▶ _Extract provided_:
- - -
There was another factor. 2019 saw multifaceted assaults by India on many fronts. The revocation of Article 370, India’s claim to annexation of J&K and the subsequent separation of Ladakh from the state as a Union Territory paved the way for treating Ladakh differently than J&K. This restraint when removed by Delhi’s misstep enabled China to face off India’s covert attempts at building defences, airfield and a road network in the disputed territories converting the dispute into an Indo-China flashpoint. India’s suppression of the Kashmiris is already established while she also alienated and opened another front against the Muslims in India, and got away with it all with not a nation raising their voice in support of the dispossessed Kashmiris or the hapless Indian Muslims. Modi felt a little wind in his sail. India next launched a cartographic aggression printing maps showing major disputed territories in Aksai Chin, AJK and GB as Indian territories. Hoping that a world distracted by Covid-19 and a China under a negative international spotlight on the issue may not find the enthusiasm to intervene in localised issues. India’s incremental encroachment testifies to her expansionist aims seeking territorial gains threatening its neighbours with military aggression.

After India’s China war in 1962, Pakistan moved to establish a closer relationship with China. One settlement between the two recognised China’s claim on Aksai Chin. India objected, forgetting that the contiguous territories to Aksai Chin now also fell in the control of Pakistan save those across Ladakh. Pakistan accepted China’s control of the region pending a final resolution of the Kashmir dispute. India felt differently proffering its own claim over the territory. Separation of Ladakh from J&K now pitches India in direct confrontation with China. Pakistan settled her ownership dispute, India didn’t for its part of the contiguous region. In 2020, India wishes to alter the status quo with force and that is where its current problems with China — and in Jammu and Kashmir — are lain threatening a war between three nuclear neighbours in the region.

Despite the earlier bonhomie and the bhai-bhai rhetoric between India and China in the 50s and the 60s, and numerous summits between China’s Chou En Lai and Jawahar Lal Nehru, when things headed South and a war appeared imminent, the US approached its bosom-ally, Pakistan, to refrain from exploiting the strategic space on Kashmir. The nice guy that Pakistan was duly complied issuing a statement or two in reassuring India of its noble intent. In 2020 it is again the US whose interests are strategically most served if India takes on China and embroils it in a war. India has again taken the bait on American bidding. But there is something to remember.

In 1959, after a series of adverse developments on Tibet — which heightened tensions between the two neighbours — the then Chinese Ambassador to Delhi noted while addressing India’s Foreign Secretary: “China’s enemy lay in the east, where vicious and aggressive American imperialism had many military bases directed against China… China will not be foolish to antagonize the US in the east and India in the west. China will only concentrate its main attention eastwards of China”. And then, “Friends! It seems to us that you too cannot have two fronts. Will you think it over”. They want to war three years later. Today, the US is no bosom-buddy and Pakistan is an iron-brother with China. And India has foolishly opened multiple fronts, signs of a bankrupt policy, laying itself vulnerable to its biggest fear ever — a two-front war. Will India learn, this time round?

Published in The Express Tribune, May 31st, 2020.
- - -
▶ _Supplied information_:

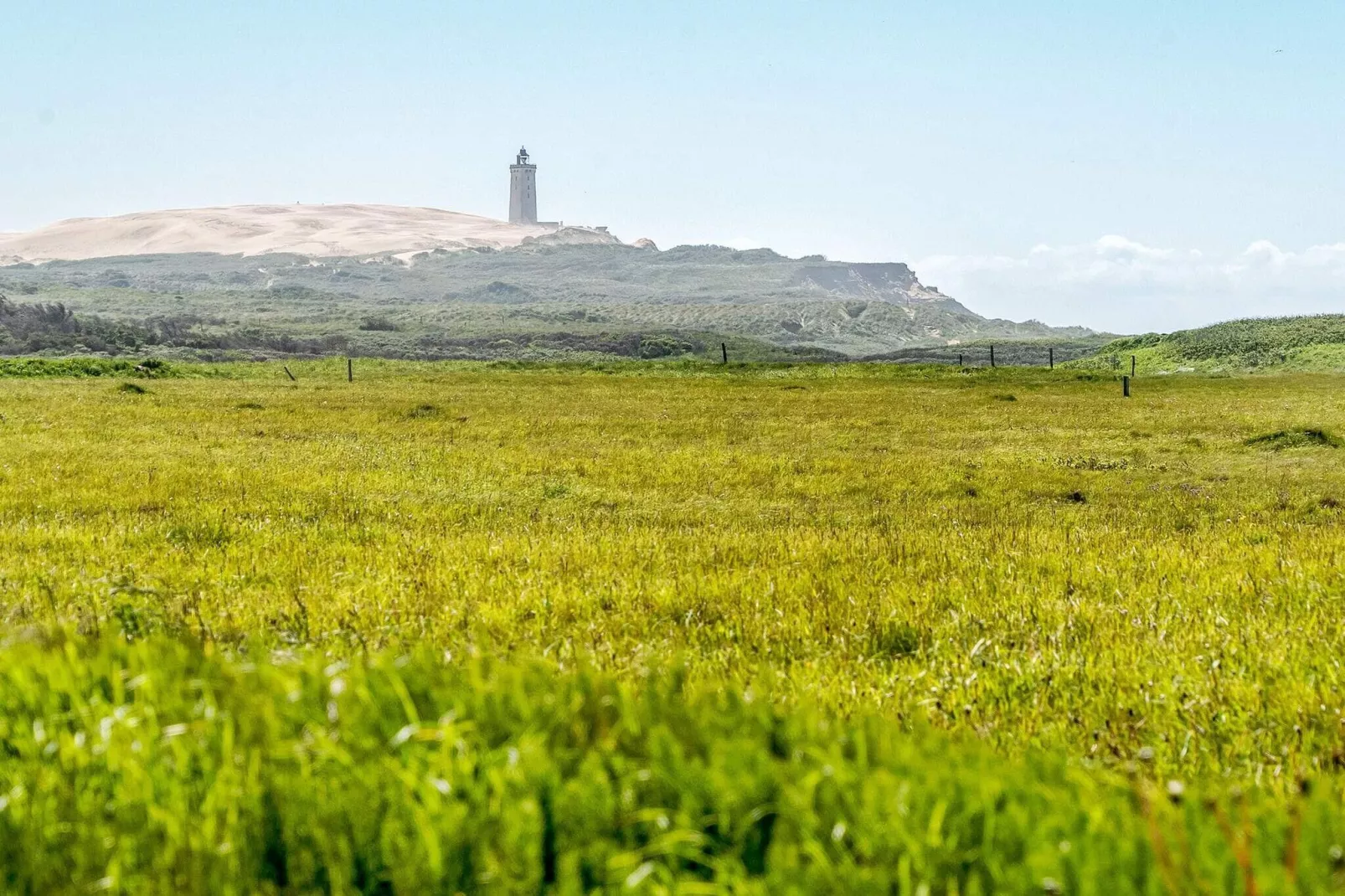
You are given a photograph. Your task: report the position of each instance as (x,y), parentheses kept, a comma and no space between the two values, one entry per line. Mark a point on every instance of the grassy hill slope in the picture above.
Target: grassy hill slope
(532,301)
(1256,343)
- - -
▶ _About this exercise_:
According to the piece on India, China and Kashmir, under what condition did Pakistan accept China's control of the Aksai Chin region?

▶ _Your response_:
Pending a final resolution of the Kashmir dispute.